> **Exercise instructions**
1. In the Boyd v. Bickel opinion, how many inhabitants must a village contain before it may seek to organize as a city of the second class under the quoted 1903 act?
2. Extend the Boyd v. Bickel opinion beyond its final sentence.

Boyd v. Bickel

AILSHIE, C. J.

This action was instituted for the purpose of securing a writ of mandate against the board of trustees of the village of Twin Falls, commanding them to take the action necessary to convert the village government into that of a city of the second class, under the requirements of the statutes. The inhabitants of the village sought to change their form of government under the provisions of section 1 of an act approved March 9, 1903 (Sess. Laws, 1903, p. 216), which provides as follows: “"Whenever any village containing more than one thousand inhabitants desires to discontinue its organization as a village and organize as a city of the second class, and a number of the qualified electors of said village equal to three-fifths of the total vote as shown by the last preceding general village election held in said village shall petition the board of trustees of such village therefor, upon the filing of said petition with the village clerk of said village, it shall be the duty of said board of village trustees to forthwith pass and publish a resolution, in the manner provided for the passage and publication of village ordinances.”

[Labeled-object pointing entries]
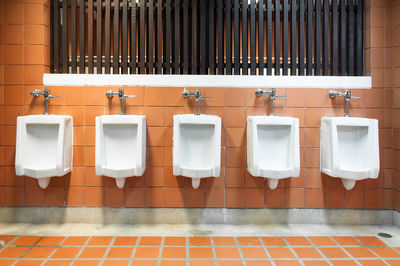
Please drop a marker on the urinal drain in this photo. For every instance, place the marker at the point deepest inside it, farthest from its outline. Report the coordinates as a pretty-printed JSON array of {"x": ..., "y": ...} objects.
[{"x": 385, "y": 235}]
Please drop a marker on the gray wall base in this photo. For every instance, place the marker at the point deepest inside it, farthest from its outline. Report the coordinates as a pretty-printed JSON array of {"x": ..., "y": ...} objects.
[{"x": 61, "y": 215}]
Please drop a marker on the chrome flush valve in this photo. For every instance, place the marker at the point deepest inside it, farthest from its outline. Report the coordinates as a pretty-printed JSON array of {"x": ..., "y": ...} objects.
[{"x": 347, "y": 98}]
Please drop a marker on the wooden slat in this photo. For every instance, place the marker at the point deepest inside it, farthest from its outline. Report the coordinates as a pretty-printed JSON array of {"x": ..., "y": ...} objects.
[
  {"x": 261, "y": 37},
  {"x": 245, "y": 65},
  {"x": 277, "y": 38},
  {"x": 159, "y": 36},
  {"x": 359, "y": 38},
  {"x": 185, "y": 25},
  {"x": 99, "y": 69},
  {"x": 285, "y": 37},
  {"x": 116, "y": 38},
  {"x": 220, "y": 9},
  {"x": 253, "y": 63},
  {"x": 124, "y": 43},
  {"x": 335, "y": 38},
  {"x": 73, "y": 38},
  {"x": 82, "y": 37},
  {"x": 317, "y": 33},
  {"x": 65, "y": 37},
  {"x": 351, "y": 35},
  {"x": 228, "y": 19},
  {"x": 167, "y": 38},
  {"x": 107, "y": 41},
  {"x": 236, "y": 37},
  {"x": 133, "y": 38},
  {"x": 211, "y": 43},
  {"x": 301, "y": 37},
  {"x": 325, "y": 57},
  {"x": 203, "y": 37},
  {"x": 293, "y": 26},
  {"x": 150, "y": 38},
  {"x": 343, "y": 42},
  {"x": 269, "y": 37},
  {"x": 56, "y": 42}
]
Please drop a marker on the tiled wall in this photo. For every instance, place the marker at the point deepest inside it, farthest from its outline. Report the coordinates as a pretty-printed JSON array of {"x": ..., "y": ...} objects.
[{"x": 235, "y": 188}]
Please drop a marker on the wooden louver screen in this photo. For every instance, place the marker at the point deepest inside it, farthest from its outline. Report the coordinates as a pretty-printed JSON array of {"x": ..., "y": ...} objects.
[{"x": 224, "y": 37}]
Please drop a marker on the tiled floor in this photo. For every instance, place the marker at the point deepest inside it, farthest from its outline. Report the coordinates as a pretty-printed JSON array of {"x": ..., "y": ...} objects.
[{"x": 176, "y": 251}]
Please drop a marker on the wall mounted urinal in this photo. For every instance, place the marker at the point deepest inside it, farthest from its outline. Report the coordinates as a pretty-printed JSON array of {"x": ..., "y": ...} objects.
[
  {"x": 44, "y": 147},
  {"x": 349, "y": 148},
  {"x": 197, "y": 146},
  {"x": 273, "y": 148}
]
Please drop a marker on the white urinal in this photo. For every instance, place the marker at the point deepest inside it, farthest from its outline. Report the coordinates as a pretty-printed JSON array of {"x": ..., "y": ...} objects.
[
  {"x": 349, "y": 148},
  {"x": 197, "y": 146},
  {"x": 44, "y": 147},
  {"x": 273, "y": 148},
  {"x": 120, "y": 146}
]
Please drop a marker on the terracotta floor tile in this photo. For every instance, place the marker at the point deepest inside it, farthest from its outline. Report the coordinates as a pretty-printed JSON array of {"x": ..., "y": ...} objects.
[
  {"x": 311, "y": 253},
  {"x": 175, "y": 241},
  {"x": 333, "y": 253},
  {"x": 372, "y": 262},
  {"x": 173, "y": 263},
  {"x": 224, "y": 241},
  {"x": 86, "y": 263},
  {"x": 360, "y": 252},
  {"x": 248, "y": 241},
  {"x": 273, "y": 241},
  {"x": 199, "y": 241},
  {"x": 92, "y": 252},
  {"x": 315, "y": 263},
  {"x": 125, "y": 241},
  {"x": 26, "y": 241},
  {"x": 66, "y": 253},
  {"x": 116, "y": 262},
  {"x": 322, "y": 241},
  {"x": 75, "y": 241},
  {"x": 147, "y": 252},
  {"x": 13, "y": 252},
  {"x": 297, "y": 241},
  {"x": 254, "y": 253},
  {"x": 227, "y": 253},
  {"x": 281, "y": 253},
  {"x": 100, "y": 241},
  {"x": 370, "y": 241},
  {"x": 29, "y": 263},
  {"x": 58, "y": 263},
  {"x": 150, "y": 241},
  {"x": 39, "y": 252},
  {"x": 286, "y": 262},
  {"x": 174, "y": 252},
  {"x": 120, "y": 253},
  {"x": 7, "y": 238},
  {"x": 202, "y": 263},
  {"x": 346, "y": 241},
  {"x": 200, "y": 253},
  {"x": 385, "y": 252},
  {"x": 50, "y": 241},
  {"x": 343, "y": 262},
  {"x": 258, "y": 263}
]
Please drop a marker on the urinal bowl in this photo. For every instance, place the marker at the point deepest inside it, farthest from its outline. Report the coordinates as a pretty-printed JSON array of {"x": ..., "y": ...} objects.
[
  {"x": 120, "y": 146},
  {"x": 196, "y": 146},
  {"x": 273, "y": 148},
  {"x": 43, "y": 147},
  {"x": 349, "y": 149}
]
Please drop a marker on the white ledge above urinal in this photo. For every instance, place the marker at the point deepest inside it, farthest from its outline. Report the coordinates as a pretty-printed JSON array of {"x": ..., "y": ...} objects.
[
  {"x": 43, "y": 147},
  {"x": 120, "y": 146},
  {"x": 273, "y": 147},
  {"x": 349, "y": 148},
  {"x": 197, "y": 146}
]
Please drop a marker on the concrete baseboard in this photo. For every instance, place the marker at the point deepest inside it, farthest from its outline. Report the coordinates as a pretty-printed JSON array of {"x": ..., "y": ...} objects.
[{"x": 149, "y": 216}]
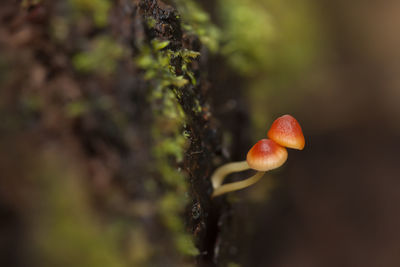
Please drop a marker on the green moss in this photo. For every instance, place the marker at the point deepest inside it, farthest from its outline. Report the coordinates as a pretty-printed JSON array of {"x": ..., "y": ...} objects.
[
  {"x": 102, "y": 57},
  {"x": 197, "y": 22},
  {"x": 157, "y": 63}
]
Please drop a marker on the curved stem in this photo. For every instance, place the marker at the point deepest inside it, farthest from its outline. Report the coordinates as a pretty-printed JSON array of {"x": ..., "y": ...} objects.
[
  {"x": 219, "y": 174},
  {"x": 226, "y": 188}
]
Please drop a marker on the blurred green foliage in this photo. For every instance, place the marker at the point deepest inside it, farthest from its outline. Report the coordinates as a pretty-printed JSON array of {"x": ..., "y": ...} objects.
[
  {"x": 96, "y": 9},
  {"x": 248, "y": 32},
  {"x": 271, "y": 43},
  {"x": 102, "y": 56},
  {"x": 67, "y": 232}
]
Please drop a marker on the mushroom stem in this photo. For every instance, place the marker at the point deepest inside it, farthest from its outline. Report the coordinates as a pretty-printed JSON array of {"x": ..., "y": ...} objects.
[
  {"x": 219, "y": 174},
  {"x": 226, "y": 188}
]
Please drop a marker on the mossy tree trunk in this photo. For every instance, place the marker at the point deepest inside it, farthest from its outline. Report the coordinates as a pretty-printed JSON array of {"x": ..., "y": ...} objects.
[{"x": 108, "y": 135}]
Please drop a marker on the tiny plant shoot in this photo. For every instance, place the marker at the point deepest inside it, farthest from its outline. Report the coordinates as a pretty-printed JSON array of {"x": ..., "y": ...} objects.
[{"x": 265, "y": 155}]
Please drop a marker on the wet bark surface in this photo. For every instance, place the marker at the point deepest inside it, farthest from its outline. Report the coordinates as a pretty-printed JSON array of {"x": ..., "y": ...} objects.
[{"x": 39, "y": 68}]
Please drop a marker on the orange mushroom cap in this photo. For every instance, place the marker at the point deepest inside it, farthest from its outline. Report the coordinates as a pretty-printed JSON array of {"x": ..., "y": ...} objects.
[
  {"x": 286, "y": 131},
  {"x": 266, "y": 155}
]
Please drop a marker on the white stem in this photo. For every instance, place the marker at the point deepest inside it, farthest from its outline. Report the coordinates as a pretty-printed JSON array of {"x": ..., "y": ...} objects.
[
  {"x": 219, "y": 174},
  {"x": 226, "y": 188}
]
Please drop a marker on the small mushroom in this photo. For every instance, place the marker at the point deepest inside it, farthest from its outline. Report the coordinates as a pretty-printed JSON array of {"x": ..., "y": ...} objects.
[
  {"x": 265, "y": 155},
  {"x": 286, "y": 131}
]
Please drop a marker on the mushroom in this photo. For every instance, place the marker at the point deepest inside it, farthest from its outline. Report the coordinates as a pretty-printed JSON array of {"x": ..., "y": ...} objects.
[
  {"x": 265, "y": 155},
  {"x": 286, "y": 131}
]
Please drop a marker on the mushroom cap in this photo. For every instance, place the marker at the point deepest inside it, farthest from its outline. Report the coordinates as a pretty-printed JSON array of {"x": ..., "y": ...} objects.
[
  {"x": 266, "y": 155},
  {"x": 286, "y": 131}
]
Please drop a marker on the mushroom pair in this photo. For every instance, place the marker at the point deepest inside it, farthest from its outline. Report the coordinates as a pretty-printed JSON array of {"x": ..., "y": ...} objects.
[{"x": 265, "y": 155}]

---

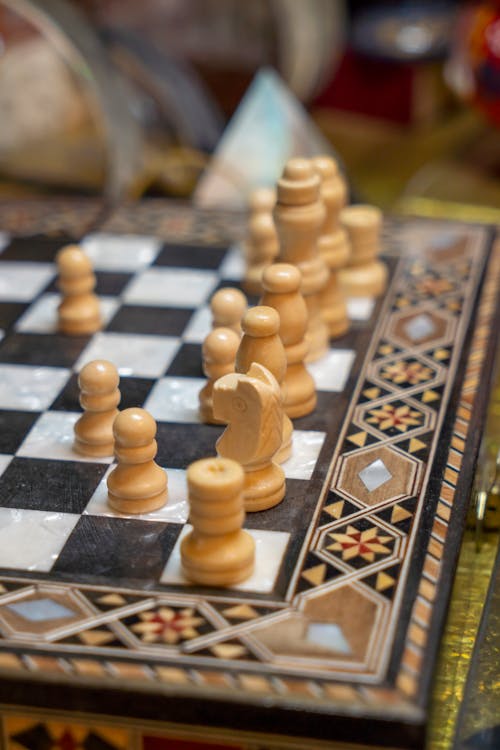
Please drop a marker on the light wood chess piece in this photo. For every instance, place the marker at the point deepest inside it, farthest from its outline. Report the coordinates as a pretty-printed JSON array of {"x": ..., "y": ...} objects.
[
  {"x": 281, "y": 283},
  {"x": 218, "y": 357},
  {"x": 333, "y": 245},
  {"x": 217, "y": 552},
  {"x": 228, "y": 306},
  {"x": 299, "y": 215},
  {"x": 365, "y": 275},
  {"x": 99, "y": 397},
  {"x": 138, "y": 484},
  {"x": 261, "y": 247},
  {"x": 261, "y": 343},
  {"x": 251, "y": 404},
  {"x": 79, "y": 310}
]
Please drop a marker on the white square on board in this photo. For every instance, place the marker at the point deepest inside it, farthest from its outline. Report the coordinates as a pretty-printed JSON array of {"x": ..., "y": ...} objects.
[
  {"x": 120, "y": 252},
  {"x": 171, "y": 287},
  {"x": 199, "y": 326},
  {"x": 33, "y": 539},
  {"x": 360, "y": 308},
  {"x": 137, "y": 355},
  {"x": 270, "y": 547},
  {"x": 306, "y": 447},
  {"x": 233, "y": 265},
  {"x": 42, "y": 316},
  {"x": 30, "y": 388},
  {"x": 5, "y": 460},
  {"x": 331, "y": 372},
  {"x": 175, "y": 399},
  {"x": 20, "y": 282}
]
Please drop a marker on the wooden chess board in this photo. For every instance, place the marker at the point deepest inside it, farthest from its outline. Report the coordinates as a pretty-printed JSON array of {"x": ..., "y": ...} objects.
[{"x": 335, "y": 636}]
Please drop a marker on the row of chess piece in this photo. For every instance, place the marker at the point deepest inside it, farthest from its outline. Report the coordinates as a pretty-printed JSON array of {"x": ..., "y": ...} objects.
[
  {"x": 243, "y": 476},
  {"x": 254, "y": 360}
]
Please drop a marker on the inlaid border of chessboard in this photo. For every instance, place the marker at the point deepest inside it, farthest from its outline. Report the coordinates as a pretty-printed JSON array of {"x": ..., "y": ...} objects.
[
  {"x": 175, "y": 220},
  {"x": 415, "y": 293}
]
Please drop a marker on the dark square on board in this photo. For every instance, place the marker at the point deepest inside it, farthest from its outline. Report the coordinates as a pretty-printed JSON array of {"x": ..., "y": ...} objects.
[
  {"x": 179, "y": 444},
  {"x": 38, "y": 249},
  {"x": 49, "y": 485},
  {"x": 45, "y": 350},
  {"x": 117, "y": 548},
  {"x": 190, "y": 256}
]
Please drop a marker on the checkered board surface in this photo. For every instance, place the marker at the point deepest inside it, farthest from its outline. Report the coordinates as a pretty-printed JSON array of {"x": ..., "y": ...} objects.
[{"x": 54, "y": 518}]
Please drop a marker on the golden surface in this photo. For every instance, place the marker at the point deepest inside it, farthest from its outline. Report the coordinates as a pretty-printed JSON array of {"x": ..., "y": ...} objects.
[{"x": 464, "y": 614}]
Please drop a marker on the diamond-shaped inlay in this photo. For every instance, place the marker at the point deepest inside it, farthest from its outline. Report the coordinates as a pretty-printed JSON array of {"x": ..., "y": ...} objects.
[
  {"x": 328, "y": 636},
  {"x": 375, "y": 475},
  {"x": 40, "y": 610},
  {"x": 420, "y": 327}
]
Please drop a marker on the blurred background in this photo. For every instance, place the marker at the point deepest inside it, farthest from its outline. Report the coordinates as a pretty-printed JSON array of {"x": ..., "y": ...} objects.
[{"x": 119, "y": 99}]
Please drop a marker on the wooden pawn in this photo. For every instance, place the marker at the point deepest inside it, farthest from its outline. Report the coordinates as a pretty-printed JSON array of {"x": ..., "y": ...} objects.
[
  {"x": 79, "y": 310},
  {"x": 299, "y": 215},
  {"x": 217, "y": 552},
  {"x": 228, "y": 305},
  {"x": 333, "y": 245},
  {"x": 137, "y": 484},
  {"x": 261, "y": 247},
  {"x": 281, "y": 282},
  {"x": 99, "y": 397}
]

> **Per-task answers**
1. More than one thousand inhabitants.

2.
The complaint alleges that a petition was presented to the board of trustees on the first day of March, 1906, showing that the village of Twin Falls had a population of more than one thousand inhabitants, and that the petition was signed by a number of electors exceeding three-fifths of all the voters of the village at the time of presenting the petition.

The village organization was perfected after the time provided by law for holding election in 1905, and therefore no village election had ever been held prior to petitioning for a change to city government. It was impossible for the board of trustees or anyone else to determine by the statutory standard that the petition had been signed by a number of electors equal to three-fifths of the total vote as shown *194by the last preceding general election held in the village. It was not difficult, however, to ascertain whether the petition was signed by a number of qualified electors equal to three-fifths of all the legal voters within the corporate limits of the village. This was done and the fact was made to clearly appear before the board and is so alleged in the complaint. The board of trustees refused to • comply with the request of the petitioners, for the reason that no election had ever been held, and that under the statute they had no means of ascertaining whether the petition was in conformity with law.

These facts were all set forth in the complaint, and defendants, the board of village trustees, demurred to the complaint, and the demurrer was overruled and the defendants elected to stand on the demurrer, and judgment was accordingly entered, directing the writ to issue, and this appeal is from the judgment.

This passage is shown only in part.